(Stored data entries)

========

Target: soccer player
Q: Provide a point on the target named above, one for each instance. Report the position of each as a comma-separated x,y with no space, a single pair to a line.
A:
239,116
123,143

========

• **Your goal**:
Every entry must be duplicated exactly as it stands.

• **Answer area**:
Target: soccer player
Q: Provide a point on the target named above, one for each instance. Report the position of each as a comma-separated x,y with no space, a single pair to a line.
A:
239,116
123,143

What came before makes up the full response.